* [What you need to do] Copy out every record precisely.

* [Input data]
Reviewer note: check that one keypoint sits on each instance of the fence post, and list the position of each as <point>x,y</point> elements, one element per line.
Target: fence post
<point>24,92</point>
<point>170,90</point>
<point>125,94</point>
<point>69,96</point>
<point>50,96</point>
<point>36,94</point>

* [Written response]
Reviewer note: check that one keypoint sits on each instance of the fence post, and list the position of each as <point>x,y</point> elements, one element per line.
Target: fence post
<point>24,92</point>
<point>170,90</point>
<point>125,94</point>
<point>69,96</point>
<point>50,96</point>
<point>36,94</point>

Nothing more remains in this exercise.